> _Task inputs_:
__________________________________________________

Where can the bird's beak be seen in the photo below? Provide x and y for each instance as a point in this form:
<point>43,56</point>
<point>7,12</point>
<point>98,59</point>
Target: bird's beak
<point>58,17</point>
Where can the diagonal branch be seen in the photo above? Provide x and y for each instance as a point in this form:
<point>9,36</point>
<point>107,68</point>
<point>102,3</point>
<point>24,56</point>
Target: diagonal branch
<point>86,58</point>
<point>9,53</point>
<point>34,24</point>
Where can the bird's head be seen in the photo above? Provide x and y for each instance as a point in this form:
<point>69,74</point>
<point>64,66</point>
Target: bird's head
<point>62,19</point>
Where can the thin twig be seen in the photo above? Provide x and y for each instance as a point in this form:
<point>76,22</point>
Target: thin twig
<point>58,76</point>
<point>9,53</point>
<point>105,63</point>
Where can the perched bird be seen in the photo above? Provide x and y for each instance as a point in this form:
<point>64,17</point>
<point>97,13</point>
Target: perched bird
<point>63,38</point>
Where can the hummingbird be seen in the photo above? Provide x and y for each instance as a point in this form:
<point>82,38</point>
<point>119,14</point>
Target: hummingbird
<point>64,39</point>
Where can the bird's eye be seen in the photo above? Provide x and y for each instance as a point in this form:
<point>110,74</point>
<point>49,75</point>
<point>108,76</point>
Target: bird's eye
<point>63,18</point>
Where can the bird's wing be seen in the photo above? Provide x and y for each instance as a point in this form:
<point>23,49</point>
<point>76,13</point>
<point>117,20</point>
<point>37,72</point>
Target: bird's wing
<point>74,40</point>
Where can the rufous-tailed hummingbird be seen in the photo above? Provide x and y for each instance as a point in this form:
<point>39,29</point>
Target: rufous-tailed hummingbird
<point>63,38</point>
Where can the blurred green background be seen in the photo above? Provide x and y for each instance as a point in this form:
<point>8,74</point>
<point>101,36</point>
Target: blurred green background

__________________________________________________

> _Do this_:
Recast every line of the listing above as a JSON list of strings, one string per line, with blank lines omitted.

> _Answer for the task_:
[
  "Where can the bird's beak be seen in the photo below? Provide x and y for each instance as a point in this form:",
  "<point>43,56</point>",
  "<point>7,12</point>",
  "<point>98,59</point>",
  "Target: bird's beak",
  "<point>58,17</point>",
  "Where can the diagonal branch be seen in the photo above? Provide x and y for each instance as a point in this form:",
  "<point>9,36</point>",
  "<point>107,68</point>",
  "<point>102,3</point>",
  "<point>24,56</point>",
  "Target: diagonal branch",
  "<point>86,58</point>",
  "<point>9,53</point>",
  "<point>34,24</point>",
  "Where can the bird's head be seen in the photo above? Provide x and y for each instance as a point in this form:",
  "<point>69,74</point>",
  "<point>64,66</point>",
  "Target: bird's head",
  "<point>62,19</point>",
  "Where can the thin twig be seen in the photo above? Provide x and y for each instance as a point in this form:",
  "<point>76,22</point>",
  "Target: thin twig",
  "<point>58,76</point>",
  "<point>9,53</point>",
  "<point>105,63</point>",
  "Where can the perched bird be seen in the photo above? Provide x and y for each instance as a point in this form:",
  "<point>64,17</point>",
  "<point>97,13</point>",
  "Target: perched bird",
  "<point>63,38</point>",
  "Where can the hummingbird be seen in the photo above? Provide x and y for each instance as a point in this form:",
  "<point>82,38</point>",
  "<point>119,14</point>",
  "Target: hummingbird",
  "<point>64,39</point>",
  "Where can the bird's eye be seen in the photo above? Provide x and y for each instance as a point in this form:",
  "<point>110,74</point>",
  "<point>49,75</point>",
  "<point>108,76</point>",
  "Target: bird's eye",
  "<point>63,18</point>",
  "Where can the bird's wing be seen in the photo above? Provide x and y for each instance as a point in this form:",
  "<point>23,49</point>",
  "<point>76,13</point>",
  "<point>117,20</point>",
  "<point>37,72</point>",
  "Target: bird's wing",
  "<point>74,40</point>",
  "Where can the rufous-tailed hummingbird be seen in the photo above? Provide x and y for each instance as a point in this form:",
  "<point>39,29</point>",
  "Target: rufous-tailed hummingbird",
  "<point>63,38</point>",
  "Where can the blurred green background be seen in the photo above? Provide x and y for each instance as a point in this form:",
  "<point>8,74</point>",
  "<point>101,36</point>",
  "Target: blurred green background"
]